Problem requirements: Reproduce the material below line for line, leaving the pictures out.
-- -- --
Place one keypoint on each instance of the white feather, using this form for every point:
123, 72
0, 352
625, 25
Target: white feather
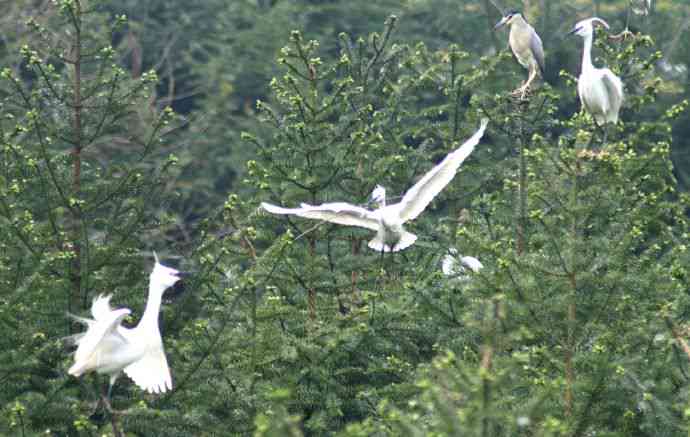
600, 90
387, 220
-- -- --
Result below:
Place one keypoint on each instance of the white feather, using this form for every point:
123, 72
0, 352
625, 25
Target: white feather
600, 90
387, 220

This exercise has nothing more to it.